───── LISTE DER DATENSÄTZE ─────
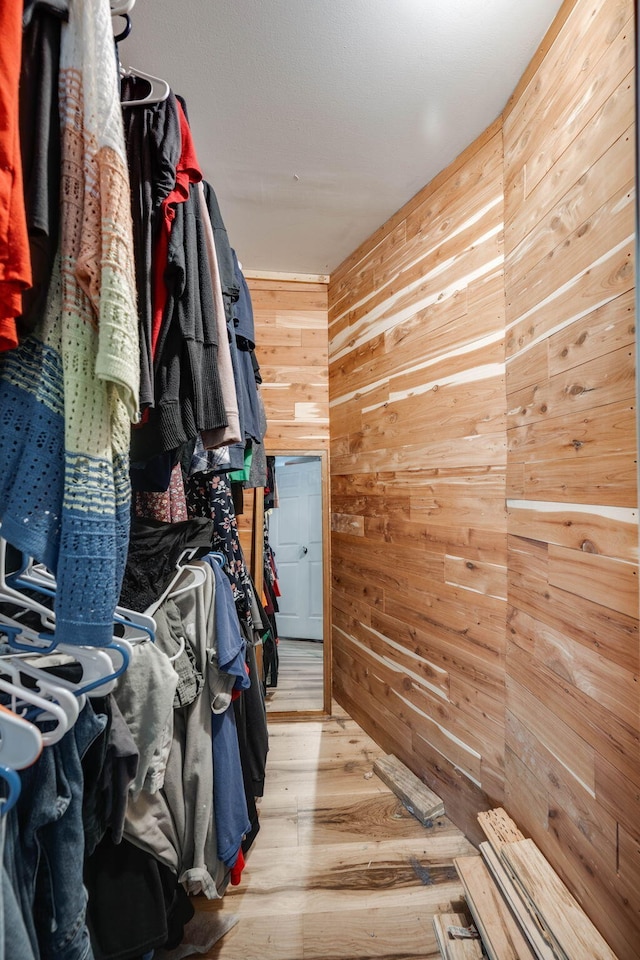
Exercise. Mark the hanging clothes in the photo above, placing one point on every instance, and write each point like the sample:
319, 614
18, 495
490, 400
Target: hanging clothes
68, 391
15, 259
154, 149
40, 147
─────
— ZIEL DER ÜBUNG —
Formatieren Sie sämtliche Zeilen der obigen Daten als JSON-Liste von Zeichenketten, eine Zeichenkette je Zeile und ohne Leerzeilen. Lassen Sie die Bilder dabei weg.

— LÖSUNG DER ÜBUNG —
[
  "Exercise. Mark the hanging clothes in the photo above, placing one point on every instance, and write each point like the sample:",
  "319, 614",
  "18, 495",
  "490, 400",
  "Target: hanging clothes",
  "68, 391",
  "15, 259",
  "154, 149",
  "40, 147"
]